* **ACTIVITIES**:
1. List every sport or physical discipline named in the passage about triathlon training.
2. Reproduce verbatim the section of the passage about triathlon training starting at "If you would’ve" and ending at "from structured workouts.".
3. Pick up the passage about triathlon training where it stops and carry it forward.

* **SUPPLIED PASSAGE**:
If you would’ve known me over 5 years ago, I was a hardcore yogi, someone that just finished her 200-hour teacher training and was looking to submerge myself in that world. One break up later, I signed up for a half marathon. I never thought running would snowball to what it had become today, but I can’t be more thankful for triathlon.Staying motivated has been as much of a roller coaster in 2020. I would have great weeks building towards a race and then it would be postponed due to COVID restrictions. I would take a week to refocus and start building towards the next race. By mid-June, I was struggling to find my “Why”. Ironman 70.3 Lubbock was postponed the day before I was supposed to fly out. At that point, I threw in the towel with training and took a month off from structured workouts.

* **DATA PROVIDED**:
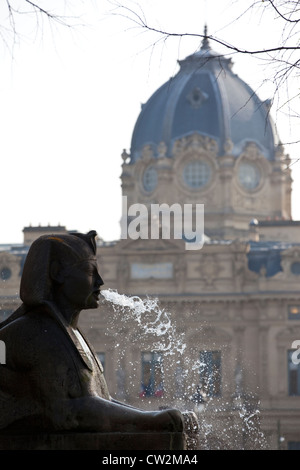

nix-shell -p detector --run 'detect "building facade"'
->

* **RESPONSES TO THE EXERCISE**:
1. Yoga (as a "hardcore yogi"), running, triathlon

2.
If you would’ve known me over 5 years ago, I was a hardcore yogi, someone that just finished her 200-hour teacher training and was looking to submerge myself in that world. One break up later, I signed up for a half marathon. I never thought running would snowball to what it had become today, but I can’t be more thankful for triathlon.Staying motivated has been as much of a roller coaster in 2020. I would have great weeks building towards a race and then it would be postponed due to COVID restrictions. I would take a week to refocus and start building towards the next race. By mid-June, I was struggling to find my “Why”. Ironman 70.3 Lubbock was postponed the day before I was supposed to fly out. At that point, I threw in the towel with training and took a month off from structured workouts.

3.
Time away from the sport is what I needed. It helped me, but I also know my life is best when I have structure and a set schedule. I have a coach that I’ve been working with for almost two years and she has quickly figured out how I succeed and when I need a rest day. However, having a coach can help, having races on the schedule can help but finding your true motivation is what is the biggest game-changer. I was told by so many people to “give up”, be embarrassed about my times, that I’ll never be good at racing because I’m not petite like other triathletes. Defying the odds is what drives me, this is what gets me out of bed in the morning, or through a 16-mile run that I wanted to quit by mile 1. I want to prove to everyone that has ever doubted me that I can do this and more importantly, I want to prove to myself that with hard work and dedication you can be great at something.
Finding what drives you is the key to getting through those tough workouts. Triathlon isn’t meant to be easy. Life isn’t easy, but the more you endure, the more you grow, and the stronger you become. Embracing the suck and not giving up on yourself when things get hard is what makes you a champion.